Há notícias também de que no dia 02/12/2018 poderá ocorrer o fechamento parcial da Rodovia Anchieta na parte da manhã, para permitir aos ciclistas descerem a rodovia Anchieta até Santos. Porém, os ciclistas não querem poder descer para Santos apenas em um determinado dia no mês de dezembro, mas sim todos os dias conforme está previsto no artigo 5º, XV, da Constituição Federal e no artigo 58 do CTB, por medida de direito e justiça. Esta proposta de iniciativa legal que hoje se torna uma realidade, depende apenas da sanção do Governador e publicação no Diário Oficial para que vire uma realidade.
A Rota Márcia Prado e uma luta de muitos anos
A rota, já existente e oficializada através da Lei Municipal 15.094/2010 e regulamentada pelo Decreto 51.622/2010, passa pela Ilha do Bororé através de duas balsas e segue pela Estrada de Manutenção da Rodovia dos Imigrantes – também conhecida como Estrada de Serviço da Dersa -, que é uma pequena estrada, na maior parte de sua extensão, fechada ao trânsito de veículos, que serpenteia acompanhando de perto os traçados da Rodovia dos Imigrantes (SP-160) e da Rodovia Anchieta (SP-150). A Estrada de Manutenção desce a serra cortando por dentro o Parque Estadual da Serra do Mar. O percurso é inspirado no trajeto da viagem que a ciclista Márcia Prado realizou em vida.

ITENS LISTADOS.
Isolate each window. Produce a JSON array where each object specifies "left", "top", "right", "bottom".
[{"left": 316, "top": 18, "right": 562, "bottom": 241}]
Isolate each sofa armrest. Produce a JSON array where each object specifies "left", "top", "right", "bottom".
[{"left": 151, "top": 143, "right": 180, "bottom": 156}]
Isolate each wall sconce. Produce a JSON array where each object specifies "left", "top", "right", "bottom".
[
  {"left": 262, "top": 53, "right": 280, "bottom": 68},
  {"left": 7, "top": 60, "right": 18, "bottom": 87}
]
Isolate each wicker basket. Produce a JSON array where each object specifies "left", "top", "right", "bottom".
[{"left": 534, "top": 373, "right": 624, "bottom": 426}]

INSTRUÇÃO 1. Segundo o trecho, qual lei municipal oficializou a rota?
INSTRUÇÃO 2. Reproduza sem alterações a parte do trecho que começa nas palavras com "A Rota Márcia" e termina em "realizou em vida.".

RESPOSTA ESCRITA 1. A Lei Municipal 15.094/2010.

RESPOSTA ESCRITA 2.
A Rota Márcia Prado e uma luta de muitos anos
A rota, já existente e oficializada através da Lei Municipal 15.094/2010 e regulamentada pelo Decreto 51.622/2010, passa pela Ilha do Bororé através de duas balsas e segue pela Estrada de Manutenção da Rodovia dos Imigrantes – também conhecida como Estrada de Serviço da Dersa -, que é uma pequena estrada, na maior parte de sua extensão, fechada ao trânsito de veículos, que serpenteia acompanhando de perto os traçados da Rodovia dos Imigrantes (SP-160) e da Rodovia Anchieta (SP-150). A Estrada de Manutenção desce a serra cortando por dentro o Parque Estadual da Serra do Mar. O percurso é inspirado no trajeto da viagem que a ciclista Márcia Prado realizou em vida.